> STATED GOAL 1
According to the excerpt on double-checked locking, what can be used to prevent the visibility problems it describes?

Out of order write visibility can cause DCLP to fail. Remember, that
pInstance = new Singleton; does the following:
(1) Allocate memory (via operator new) to hold the Singleton object.
(2) Construct the Singleton object in the memory.
(3) Assign to pinstance the address off the memory.
Now suppose, processor A does these steps in this order. Processor B sees
the result of (3) before the result of (2), therefore goes on to use the
Singleton object as it would be initialized. (It is, but the cache was not written out yet.)
C++ offers no guaranties that how different threads see the phenomenon above.
Some libraries, like POSIX offers some guaranties.
Java memory model was revised to offer guaranties. Download the latest
documentation from http:
The visibility problems described above can be prevented via the use of
memory barriers. Barriers are instructions that constraint the reads and
writes to allow readers and writers to develop some consistent strategy
on memory usage.

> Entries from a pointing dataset
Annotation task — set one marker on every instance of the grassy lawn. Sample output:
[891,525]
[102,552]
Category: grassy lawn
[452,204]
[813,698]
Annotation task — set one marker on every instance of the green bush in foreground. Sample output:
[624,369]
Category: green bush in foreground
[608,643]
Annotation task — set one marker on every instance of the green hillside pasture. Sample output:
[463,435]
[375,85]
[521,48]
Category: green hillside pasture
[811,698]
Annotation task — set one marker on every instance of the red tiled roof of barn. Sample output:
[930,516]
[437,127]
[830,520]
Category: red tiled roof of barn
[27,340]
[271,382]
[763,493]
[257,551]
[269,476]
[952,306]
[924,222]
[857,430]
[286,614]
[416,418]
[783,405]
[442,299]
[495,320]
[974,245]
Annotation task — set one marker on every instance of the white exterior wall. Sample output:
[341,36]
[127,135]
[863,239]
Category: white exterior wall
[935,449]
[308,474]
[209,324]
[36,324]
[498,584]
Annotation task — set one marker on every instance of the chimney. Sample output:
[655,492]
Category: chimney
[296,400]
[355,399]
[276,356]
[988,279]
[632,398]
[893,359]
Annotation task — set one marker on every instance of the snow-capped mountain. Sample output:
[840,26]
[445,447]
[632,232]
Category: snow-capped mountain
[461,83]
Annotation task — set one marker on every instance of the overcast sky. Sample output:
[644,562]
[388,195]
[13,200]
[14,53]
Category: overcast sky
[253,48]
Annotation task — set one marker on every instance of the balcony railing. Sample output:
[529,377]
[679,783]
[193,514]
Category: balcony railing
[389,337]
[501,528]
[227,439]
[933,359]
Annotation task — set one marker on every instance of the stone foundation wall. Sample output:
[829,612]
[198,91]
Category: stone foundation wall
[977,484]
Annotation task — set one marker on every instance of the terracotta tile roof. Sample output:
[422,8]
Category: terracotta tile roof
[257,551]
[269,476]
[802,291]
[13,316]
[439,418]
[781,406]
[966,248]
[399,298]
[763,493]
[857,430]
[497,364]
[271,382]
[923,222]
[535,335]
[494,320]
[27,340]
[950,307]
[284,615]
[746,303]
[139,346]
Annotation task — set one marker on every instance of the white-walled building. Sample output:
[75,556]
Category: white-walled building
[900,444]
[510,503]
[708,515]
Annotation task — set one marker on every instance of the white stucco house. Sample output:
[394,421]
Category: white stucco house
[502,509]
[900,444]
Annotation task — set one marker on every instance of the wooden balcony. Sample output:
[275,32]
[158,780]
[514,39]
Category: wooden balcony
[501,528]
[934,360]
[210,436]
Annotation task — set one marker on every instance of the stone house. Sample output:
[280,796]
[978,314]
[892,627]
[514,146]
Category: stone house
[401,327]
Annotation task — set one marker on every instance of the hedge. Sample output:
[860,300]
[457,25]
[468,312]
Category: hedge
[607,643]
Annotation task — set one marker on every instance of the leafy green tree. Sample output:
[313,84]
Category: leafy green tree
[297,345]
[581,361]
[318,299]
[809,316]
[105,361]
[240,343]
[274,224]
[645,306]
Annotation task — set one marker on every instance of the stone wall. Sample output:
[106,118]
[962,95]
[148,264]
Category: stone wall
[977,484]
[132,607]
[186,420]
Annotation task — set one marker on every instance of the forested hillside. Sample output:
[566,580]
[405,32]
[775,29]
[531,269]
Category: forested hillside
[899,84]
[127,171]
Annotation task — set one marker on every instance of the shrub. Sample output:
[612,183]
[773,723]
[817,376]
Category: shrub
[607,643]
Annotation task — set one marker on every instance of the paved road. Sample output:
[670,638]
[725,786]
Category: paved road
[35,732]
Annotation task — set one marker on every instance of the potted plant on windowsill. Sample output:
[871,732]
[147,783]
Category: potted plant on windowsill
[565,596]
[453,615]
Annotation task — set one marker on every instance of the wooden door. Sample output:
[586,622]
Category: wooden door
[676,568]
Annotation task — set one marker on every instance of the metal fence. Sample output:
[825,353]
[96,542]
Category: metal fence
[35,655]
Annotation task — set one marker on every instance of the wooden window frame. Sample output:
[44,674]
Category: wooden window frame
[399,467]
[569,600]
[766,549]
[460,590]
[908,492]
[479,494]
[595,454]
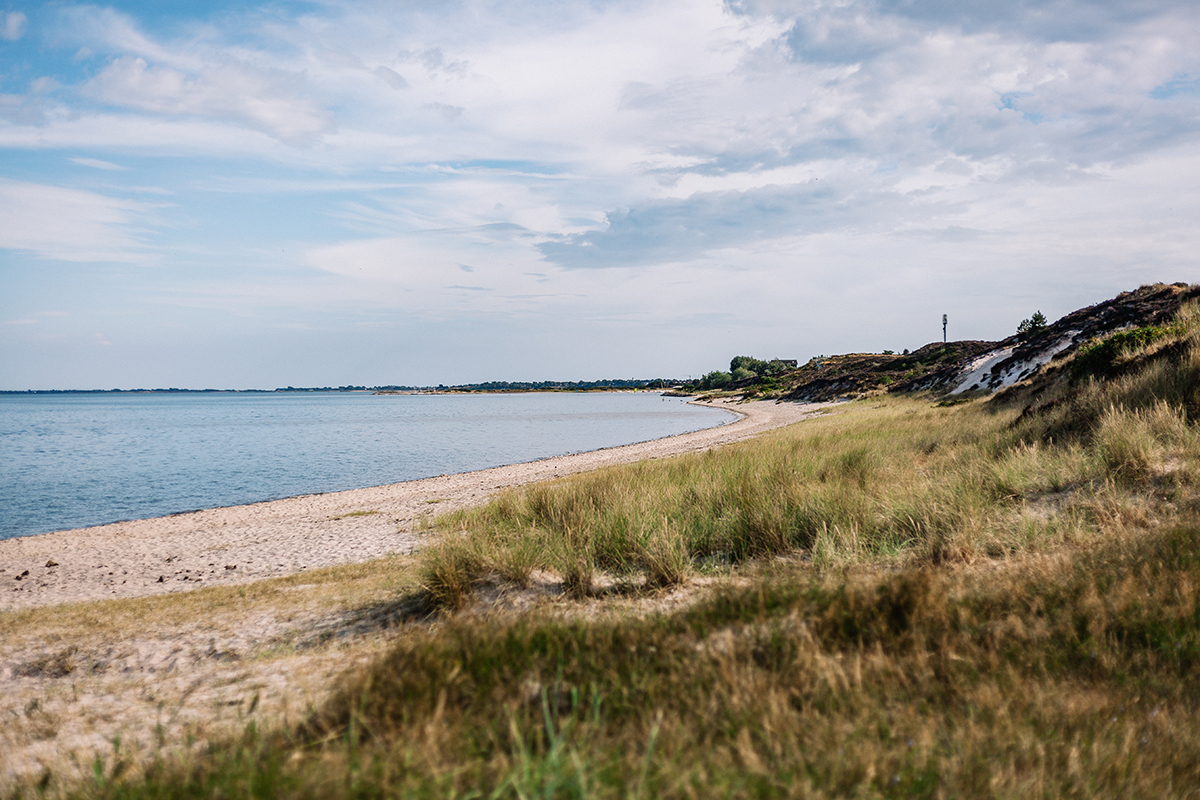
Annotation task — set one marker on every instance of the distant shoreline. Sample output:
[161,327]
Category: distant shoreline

--

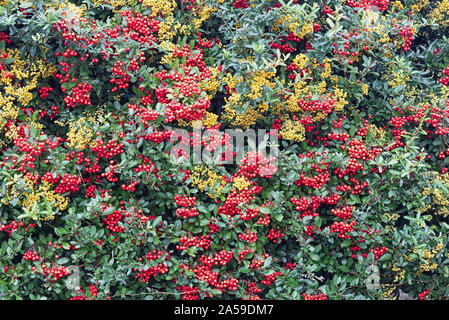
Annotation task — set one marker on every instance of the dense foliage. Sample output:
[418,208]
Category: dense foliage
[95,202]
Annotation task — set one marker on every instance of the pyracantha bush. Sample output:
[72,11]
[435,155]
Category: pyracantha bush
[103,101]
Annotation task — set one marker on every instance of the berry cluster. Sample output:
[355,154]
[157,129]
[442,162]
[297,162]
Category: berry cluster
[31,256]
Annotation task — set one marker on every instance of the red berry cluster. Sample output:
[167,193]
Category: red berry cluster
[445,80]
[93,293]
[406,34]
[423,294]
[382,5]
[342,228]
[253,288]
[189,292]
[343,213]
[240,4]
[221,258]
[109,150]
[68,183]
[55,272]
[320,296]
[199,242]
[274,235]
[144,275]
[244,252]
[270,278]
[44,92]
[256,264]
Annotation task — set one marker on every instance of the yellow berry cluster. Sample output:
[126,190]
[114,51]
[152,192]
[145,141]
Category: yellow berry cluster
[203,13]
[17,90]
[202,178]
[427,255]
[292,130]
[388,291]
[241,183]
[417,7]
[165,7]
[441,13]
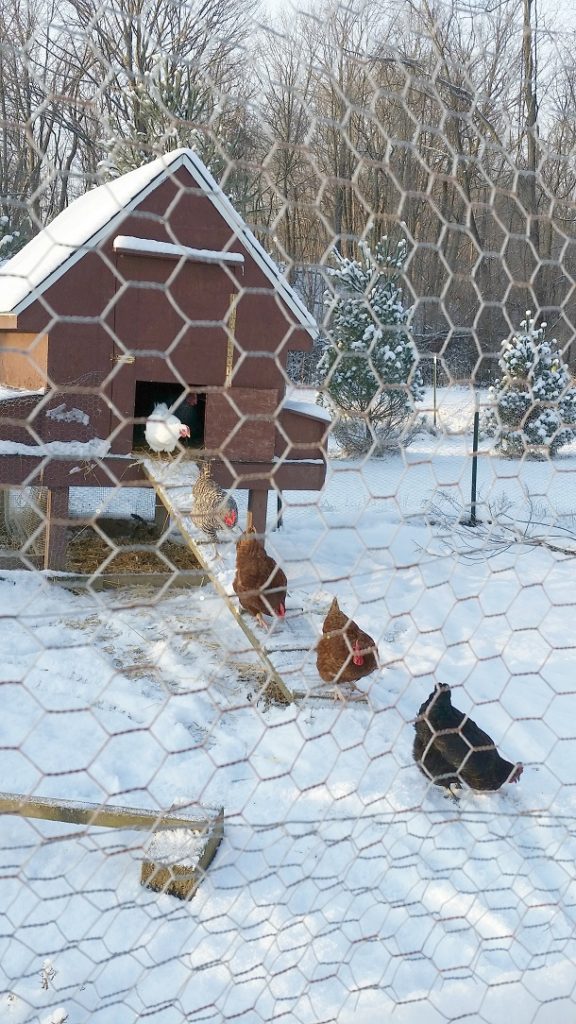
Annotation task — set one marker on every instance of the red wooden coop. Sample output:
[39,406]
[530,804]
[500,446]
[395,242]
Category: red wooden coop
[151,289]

> STATED GOAL 2
Put the stretch of the listing from the line containing "of the distant" through the line containing "Category: distant shoreline" into a numbered list, one line per item, omitting blank lines.

> OUTPUT 1
Memory barriers.

> OUTPUT 2
1. Annotation task — set one marker on every instance of the distant shoreline. Sample output:
2. [161,327]
3. Category: distant shoreline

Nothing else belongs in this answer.